■ SOURCE
◆ ◆ ◆ ◆ ◆ ◆ ◆
By the way, we were having this conversation at eleven forty-five in the evening. This is why Dr. Drew is currently hard at work on his ninth TV show and your fat ass is sitting around reading this dumb book. Anyway, he suggested me sleeping over at his house that night and then waiting in the car while he made the rounds. I sarcastically asked if he was going to crack the window.

It was at that point I took one of my many retarded stands. As we came out of commercial break, I made the proclamation that I was not going to drive myself to the airport and that if Drew would not pick me up, then a loyal listener would. The only requirements were that you were female and had a road-worthy SUV. A young lady immediately called in to the show and said she had to be at work at six thirty in the morning so she was up at that hour anyway, and it would be an honor to transport me and my luggage to LAX. I said great and put her on hold. I didn’t want to give my address out on the air, but as I was speaking to her on the phone I realized I didn’t want to give out my address off the air, either. So I told her to go up Beachwood Drive, past the market, and I would meet her down at the bottom of the thousand stairs that connected Beachwood Canyon to the street far above it—and that she needed to be there at five thirty sharp. Since it was almost midnight, I told her to get some sleep and I’d see her in a few hours.

I then got back on the air, and before saying good night to the millions of troubled teens I proudly boasted to Drew that I, in fact, would not be paying for parking at LAX. He laughed and said, “Good luck. I’ll see you at the American Airlines terminal about six fifteen.”

Five hours and eight minutes later, my alarm went off. I quickly drank my cup of coffee, pulled on a heavy overcoat since it was drizzling and cold, and grabbed my suitcase with the week’s worth of underpants and socks crammed in it. I walked out of my house and up the street to the mouth of the staircase. I then dragged my heavy suitcase down the steep, dark, wet stairs on my way to rendezvous with the mysterious young lady with the SUV. Using my luggage like a barstool, I sat on the sidewalk under a streetlight with my collar pulled up, wishing it would either stop drizzling or she would arrive. I checked my watch. It read five thirty-seven. I started to become concerned. I thought maybe I should jog down Beachwood, around the bend, to see if she was waiting at the market. But then I thought, Should I drag my luggage with me or should I just leave it unattended? I decided to drag it behind me. She was nowhere to be found. Now I’m beginning to sweat profusely under my many layers of winter gear. I once again picked up my luggage and this time charged up the canyon to see if she was waiting at the next corner. Again nothing. By this time it was approaching six
A.M
. I worried that something tragic may have happened to this kind-hearted stranger but then quickly decided the cunt had stiffed me.

I ran up the stairs. Again, these are novelty stairs, the kind that trainers send their clients/victims up and down. I threw my luggage into the trunk, jumped into the car, and hauled ass toward the airport. It was now well after six, and the airport is at least a half hour away. I drove there like an old man drives through a farmer’s market, ignoring all laws of man, nature, and God. I screeched around the corner and into the long-term parking lot about six forty-two, grabbed my luggage, and sprinted toward the security line. This was pre-9/11 so I still had a chance.
◆ ◆ ◆ ◆ ◆ ◆ ◆
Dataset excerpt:
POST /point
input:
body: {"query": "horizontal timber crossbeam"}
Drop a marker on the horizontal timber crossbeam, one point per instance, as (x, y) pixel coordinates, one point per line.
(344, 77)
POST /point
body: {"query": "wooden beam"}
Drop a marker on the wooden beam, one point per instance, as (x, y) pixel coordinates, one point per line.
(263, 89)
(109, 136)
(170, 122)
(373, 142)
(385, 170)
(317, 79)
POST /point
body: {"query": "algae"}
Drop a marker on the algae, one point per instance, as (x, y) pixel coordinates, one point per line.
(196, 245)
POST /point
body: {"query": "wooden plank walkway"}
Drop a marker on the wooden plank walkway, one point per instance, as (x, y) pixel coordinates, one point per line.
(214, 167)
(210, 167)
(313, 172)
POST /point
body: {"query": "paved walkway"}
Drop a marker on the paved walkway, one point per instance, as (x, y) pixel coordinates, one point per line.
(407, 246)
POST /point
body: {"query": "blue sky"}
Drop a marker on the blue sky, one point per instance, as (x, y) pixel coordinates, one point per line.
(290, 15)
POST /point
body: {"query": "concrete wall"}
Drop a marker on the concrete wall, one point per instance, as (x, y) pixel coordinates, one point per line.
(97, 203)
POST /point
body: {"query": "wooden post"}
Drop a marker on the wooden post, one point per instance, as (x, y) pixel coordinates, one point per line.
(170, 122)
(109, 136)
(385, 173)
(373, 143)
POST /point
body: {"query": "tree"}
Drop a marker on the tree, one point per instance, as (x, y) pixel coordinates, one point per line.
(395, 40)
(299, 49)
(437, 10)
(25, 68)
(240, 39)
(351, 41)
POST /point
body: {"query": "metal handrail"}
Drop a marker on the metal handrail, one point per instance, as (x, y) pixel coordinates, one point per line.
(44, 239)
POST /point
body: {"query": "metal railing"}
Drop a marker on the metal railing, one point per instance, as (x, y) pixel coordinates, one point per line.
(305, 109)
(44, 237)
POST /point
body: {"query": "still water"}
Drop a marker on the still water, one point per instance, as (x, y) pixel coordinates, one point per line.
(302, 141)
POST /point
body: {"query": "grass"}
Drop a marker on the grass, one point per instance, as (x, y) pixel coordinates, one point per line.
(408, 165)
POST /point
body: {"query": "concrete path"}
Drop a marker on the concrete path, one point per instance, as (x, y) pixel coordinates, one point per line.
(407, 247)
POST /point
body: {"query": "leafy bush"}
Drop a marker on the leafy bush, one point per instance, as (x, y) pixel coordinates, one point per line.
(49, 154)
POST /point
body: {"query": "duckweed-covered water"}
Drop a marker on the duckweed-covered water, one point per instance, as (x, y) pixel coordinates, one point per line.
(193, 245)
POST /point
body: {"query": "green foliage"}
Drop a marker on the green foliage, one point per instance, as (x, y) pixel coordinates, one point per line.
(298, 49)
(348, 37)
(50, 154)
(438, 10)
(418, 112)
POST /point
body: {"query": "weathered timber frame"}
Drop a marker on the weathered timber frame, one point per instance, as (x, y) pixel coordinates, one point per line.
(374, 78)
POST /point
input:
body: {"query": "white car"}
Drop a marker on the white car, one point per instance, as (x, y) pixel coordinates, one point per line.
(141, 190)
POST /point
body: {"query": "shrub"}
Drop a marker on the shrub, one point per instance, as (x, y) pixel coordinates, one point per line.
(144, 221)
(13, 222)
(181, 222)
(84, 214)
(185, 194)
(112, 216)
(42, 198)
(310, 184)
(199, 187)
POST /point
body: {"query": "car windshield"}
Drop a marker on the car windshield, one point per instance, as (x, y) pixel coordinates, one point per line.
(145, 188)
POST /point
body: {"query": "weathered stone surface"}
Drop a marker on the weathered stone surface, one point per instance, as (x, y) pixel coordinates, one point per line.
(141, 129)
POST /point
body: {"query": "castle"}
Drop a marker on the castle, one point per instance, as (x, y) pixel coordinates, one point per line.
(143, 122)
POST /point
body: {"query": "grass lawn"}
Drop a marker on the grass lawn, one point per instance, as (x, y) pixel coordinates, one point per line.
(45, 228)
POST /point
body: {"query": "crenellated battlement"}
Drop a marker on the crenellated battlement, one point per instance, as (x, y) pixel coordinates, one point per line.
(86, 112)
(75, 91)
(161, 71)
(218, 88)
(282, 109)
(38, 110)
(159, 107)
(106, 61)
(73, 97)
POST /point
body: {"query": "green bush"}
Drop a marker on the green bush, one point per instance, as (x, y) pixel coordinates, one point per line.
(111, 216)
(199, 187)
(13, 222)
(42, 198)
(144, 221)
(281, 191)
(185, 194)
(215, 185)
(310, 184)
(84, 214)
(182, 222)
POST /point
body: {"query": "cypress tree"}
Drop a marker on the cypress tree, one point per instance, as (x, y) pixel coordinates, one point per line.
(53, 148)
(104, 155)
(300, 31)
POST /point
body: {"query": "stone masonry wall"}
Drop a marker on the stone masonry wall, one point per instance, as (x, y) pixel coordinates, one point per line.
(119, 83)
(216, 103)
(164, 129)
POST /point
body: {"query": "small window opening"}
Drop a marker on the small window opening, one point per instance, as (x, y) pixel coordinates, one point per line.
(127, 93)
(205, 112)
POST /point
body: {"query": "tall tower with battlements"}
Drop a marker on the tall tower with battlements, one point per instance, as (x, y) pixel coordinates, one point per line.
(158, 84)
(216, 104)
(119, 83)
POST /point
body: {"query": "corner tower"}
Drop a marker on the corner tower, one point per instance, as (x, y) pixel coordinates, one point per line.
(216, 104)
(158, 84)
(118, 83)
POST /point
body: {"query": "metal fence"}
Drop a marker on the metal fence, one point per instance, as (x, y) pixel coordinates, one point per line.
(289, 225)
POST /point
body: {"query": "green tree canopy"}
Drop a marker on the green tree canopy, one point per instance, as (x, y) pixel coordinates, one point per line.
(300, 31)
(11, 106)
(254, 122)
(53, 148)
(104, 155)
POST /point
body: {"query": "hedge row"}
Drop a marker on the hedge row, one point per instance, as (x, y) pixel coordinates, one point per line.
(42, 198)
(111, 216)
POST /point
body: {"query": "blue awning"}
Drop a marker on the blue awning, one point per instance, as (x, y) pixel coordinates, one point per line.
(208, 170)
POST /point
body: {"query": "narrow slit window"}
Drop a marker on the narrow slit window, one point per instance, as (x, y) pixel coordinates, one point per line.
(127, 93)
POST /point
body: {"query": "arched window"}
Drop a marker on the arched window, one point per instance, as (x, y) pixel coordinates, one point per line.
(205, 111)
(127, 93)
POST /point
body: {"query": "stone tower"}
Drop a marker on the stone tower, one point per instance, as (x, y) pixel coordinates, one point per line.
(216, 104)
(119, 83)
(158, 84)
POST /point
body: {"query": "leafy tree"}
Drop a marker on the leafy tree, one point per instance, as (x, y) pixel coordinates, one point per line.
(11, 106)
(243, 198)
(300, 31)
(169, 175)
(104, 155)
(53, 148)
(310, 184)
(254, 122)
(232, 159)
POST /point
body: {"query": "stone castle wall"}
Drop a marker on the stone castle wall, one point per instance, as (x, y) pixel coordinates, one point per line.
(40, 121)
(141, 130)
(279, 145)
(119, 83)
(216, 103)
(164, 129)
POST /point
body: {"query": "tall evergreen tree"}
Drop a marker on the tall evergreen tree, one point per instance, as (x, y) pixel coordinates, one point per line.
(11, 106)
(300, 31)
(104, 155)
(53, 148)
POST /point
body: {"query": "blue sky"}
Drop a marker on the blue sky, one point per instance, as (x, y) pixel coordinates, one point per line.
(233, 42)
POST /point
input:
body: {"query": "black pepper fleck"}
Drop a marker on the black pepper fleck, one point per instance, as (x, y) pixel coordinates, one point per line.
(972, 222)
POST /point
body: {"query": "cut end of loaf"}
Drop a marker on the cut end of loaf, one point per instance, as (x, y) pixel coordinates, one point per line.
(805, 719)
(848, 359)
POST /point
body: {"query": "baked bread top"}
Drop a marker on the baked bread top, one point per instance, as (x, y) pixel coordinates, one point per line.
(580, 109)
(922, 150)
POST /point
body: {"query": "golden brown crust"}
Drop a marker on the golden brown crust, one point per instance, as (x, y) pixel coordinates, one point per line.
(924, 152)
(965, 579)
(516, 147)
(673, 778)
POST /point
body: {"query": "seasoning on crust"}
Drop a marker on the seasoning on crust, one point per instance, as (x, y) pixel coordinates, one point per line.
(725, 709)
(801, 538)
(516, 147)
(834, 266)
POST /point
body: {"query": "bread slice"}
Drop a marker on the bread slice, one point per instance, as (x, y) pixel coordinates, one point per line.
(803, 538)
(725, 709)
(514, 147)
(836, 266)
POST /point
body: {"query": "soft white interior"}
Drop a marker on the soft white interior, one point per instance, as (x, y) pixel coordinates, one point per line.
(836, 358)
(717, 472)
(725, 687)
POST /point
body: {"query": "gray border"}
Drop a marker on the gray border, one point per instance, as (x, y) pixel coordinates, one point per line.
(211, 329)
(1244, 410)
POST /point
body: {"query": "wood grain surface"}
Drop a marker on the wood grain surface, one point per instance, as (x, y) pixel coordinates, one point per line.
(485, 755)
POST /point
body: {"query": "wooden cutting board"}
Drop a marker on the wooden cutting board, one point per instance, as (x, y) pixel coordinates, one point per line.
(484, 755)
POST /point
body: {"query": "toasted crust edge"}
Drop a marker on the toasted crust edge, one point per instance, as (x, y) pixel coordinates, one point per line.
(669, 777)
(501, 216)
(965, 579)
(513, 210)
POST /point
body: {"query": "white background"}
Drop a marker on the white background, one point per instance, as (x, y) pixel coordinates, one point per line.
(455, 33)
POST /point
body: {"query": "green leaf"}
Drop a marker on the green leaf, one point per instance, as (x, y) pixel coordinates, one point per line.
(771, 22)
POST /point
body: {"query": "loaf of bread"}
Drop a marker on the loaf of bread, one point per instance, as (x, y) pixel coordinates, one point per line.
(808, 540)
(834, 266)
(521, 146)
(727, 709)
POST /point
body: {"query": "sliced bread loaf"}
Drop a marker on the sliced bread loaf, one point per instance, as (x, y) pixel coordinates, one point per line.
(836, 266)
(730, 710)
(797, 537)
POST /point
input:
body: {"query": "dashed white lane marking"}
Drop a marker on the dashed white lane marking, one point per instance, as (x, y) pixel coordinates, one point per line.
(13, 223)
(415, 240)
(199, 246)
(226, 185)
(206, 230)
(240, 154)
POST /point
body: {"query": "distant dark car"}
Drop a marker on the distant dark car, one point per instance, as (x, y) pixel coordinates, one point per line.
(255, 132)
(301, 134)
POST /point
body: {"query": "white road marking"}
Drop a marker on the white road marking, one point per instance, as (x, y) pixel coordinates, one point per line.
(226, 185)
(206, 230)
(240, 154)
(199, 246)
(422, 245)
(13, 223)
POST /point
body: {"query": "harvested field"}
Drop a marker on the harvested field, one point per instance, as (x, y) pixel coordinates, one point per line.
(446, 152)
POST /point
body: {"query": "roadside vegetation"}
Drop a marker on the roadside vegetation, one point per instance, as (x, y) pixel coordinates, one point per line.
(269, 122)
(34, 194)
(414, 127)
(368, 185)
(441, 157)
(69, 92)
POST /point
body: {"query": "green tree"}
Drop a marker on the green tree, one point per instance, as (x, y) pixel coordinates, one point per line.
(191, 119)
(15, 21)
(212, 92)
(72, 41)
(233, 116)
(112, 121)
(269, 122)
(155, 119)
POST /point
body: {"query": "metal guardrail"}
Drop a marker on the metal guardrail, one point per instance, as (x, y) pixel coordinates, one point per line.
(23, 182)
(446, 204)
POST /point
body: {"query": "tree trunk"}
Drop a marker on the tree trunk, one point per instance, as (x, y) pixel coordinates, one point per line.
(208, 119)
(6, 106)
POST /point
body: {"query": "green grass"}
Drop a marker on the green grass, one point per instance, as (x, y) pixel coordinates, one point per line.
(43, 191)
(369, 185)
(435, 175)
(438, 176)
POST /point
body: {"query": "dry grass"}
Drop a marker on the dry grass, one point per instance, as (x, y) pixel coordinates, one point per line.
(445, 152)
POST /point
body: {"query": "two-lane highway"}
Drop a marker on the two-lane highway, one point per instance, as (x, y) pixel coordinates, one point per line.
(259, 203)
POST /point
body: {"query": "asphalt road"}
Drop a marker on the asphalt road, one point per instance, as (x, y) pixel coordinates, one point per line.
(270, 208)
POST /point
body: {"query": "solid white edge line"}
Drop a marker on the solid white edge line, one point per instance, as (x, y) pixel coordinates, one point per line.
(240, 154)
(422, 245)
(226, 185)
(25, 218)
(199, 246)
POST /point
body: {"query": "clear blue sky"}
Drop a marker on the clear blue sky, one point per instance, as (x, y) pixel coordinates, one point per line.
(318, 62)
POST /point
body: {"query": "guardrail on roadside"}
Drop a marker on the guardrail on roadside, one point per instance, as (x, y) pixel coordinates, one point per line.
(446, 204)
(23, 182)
◆ ◆ ◆ ◆ ◆ ◆ ◆
■ PROBLEMS TO WORK ON
1. List every clock time in the airport story that is given with both an hour and minutes.
2. From the airport story, extract the passage between "By the way, we" and "crack the window.", inclusive.

■ EXPECTED RESULTS
1. eleven forty-five, six thirty, five thirty, six fifteen, five thirty-seven, six forty-two

2.
By the way, we were having this conversation at eleven forty-five in the evening. This is why Dr. Drew is currently hard at work on his ninth TV show and your fat ass is sitting around reading this dumb book. Anyway, he suggested me sleeping over at his house that night and then waiting in the car while he made the rounds. I sarcastically asked if he was going to crack the window.